=== WHAT IS REQUIRED ===
From the listing below, copy each line that contains the word "dark".

=== DATA FOR THIS TASK ===
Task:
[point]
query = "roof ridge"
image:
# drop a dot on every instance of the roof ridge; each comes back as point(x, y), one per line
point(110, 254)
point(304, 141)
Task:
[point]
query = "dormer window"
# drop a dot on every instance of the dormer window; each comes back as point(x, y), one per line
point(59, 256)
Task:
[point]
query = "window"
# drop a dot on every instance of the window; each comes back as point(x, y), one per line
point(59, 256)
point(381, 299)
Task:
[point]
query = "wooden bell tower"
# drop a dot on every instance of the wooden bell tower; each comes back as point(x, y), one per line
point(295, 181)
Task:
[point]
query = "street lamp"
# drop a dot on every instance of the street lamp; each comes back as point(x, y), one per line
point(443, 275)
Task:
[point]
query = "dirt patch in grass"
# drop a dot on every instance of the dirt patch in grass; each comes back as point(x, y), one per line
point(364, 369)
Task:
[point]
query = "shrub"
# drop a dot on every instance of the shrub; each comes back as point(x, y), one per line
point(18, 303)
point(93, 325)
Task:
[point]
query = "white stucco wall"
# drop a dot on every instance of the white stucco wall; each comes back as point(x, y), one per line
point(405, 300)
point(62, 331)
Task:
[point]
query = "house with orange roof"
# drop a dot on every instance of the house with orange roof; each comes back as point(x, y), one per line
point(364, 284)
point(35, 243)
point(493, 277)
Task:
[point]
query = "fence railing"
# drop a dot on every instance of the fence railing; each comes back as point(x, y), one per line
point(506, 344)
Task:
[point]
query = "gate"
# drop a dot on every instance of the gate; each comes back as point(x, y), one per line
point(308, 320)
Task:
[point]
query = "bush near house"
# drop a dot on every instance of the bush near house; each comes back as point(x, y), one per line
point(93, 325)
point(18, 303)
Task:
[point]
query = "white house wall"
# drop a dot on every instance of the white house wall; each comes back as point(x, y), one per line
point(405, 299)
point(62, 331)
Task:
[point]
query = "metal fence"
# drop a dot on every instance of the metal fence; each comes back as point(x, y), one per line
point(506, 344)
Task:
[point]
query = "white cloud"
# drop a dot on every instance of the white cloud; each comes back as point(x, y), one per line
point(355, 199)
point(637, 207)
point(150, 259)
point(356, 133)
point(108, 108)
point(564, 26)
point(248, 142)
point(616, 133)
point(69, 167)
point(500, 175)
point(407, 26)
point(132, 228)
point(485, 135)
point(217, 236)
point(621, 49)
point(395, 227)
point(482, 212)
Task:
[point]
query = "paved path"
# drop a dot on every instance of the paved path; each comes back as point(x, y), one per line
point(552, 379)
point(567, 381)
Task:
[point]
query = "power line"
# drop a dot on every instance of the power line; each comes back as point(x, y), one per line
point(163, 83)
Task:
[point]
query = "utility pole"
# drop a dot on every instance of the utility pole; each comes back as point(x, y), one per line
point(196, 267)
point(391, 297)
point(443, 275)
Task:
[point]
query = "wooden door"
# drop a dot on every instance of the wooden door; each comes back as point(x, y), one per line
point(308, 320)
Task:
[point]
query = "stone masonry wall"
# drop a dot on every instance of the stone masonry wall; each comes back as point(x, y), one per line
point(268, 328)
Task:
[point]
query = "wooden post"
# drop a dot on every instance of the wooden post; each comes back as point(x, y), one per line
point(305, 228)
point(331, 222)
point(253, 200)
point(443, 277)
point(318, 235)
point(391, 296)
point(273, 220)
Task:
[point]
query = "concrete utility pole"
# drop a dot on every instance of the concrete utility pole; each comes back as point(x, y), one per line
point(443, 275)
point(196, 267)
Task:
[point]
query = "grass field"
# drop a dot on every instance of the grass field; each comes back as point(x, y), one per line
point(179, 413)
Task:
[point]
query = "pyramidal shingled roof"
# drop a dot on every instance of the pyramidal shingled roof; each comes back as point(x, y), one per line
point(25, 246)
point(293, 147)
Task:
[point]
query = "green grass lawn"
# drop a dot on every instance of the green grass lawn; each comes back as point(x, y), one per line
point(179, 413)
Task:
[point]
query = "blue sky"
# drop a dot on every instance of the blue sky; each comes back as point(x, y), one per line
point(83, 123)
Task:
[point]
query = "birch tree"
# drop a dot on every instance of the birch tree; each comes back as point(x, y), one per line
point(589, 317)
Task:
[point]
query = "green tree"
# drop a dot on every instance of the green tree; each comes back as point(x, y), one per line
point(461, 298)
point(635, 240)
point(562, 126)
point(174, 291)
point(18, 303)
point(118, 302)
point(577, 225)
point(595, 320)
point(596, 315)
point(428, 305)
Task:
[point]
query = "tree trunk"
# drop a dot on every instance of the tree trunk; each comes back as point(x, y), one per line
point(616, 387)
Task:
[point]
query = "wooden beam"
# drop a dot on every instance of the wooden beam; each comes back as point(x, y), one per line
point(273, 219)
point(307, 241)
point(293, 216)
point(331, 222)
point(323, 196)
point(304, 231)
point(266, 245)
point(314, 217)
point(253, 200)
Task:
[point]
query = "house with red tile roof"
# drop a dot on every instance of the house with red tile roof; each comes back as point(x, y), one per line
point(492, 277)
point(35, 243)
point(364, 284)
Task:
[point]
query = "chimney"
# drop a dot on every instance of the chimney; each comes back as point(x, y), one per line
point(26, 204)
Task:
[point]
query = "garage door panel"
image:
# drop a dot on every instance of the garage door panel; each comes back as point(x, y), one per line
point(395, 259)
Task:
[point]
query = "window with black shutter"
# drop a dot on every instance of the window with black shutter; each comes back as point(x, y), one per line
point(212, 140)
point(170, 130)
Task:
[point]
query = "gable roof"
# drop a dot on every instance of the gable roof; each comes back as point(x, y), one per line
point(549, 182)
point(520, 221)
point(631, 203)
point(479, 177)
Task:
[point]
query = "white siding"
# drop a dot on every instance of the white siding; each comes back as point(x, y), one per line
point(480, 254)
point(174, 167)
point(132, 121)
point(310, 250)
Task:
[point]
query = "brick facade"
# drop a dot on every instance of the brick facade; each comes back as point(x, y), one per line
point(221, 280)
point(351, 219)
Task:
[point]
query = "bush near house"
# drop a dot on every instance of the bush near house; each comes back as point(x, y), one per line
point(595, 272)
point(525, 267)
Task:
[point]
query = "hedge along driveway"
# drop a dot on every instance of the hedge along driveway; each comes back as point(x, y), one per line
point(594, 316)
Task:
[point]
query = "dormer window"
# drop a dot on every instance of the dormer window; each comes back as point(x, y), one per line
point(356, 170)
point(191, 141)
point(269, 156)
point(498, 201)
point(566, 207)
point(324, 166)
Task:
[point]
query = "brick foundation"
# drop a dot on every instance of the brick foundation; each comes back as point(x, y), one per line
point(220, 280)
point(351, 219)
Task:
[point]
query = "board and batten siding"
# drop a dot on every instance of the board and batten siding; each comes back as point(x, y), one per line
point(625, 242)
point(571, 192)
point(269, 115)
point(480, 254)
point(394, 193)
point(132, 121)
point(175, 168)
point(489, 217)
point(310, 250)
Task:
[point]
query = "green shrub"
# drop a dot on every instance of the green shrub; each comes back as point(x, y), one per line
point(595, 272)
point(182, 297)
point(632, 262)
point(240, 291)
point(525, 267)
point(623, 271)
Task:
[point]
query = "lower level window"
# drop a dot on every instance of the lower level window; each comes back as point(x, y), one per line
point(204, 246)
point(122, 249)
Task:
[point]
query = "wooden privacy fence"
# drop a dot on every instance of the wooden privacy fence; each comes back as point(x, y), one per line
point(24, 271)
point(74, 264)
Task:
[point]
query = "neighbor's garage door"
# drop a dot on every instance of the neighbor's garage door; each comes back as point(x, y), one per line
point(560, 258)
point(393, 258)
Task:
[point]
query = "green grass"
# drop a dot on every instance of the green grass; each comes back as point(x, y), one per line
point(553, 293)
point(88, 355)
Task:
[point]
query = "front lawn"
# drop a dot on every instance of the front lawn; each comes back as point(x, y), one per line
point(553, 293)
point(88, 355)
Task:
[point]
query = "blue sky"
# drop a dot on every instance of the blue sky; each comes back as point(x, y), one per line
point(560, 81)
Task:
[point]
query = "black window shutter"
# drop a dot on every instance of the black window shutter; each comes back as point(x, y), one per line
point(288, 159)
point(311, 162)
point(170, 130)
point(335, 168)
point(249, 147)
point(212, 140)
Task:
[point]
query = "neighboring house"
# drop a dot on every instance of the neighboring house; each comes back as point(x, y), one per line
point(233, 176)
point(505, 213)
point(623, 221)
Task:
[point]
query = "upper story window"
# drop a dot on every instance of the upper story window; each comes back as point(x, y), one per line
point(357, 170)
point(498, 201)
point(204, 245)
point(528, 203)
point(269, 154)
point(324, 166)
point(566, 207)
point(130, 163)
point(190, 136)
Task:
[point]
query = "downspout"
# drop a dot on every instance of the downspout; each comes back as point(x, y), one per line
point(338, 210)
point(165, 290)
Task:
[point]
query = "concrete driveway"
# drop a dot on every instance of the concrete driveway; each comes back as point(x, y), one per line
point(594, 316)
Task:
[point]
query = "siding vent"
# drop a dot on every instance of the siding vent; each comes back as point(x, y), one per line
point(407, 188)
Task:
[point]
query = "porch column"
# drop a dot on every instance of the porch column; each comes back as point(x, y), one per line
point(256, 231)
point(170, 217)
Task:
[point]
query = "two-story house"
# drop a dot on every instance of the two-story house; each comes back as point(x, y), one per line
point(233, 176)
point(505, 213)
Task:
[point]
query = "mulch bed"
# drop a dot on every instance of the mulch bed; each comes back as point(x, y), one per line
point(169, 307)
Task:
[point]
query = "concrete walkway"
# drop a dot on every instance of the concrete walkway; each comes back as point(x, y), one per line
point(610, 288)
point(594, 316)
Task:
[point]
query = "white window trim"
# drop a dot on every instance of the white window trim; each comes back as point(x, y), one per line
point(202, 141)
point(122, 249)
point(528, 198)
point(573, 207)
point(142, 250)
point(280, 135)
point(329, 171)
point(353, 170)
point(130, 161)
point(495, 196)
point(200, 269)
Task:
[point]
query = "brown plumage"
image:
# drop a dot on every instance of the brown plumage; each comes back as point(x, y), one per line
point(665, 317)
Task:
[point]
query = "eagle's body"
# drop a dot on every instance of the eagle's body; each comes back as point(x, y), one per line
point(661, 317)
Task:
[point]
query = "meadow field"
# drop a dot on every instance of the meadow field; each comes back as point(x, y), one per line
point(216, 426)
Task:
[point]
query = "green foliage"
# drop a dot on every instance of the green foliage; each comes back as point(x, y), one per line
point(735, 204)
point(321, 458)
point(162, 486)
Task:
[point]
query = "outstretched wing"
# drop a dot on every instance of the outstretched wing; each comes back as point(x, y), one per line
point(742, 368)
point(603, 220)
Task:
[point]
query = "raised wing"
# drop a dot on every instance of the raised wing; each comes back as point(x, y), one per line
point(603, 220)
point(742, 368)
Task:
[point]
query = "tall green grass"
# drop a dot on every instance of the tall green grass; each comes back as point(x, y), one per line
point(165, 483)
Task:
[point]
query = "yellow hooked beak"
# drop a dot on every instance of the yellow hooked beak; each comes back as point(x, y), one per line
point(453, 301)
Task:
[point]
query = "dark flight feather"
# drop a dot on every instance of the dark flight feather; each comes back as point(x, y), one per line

=== ANSWER SPACE ===
query = "dark flight feather"
# drop a dot on every instance of the dark flight feather; each comes back as point(x, y), one per line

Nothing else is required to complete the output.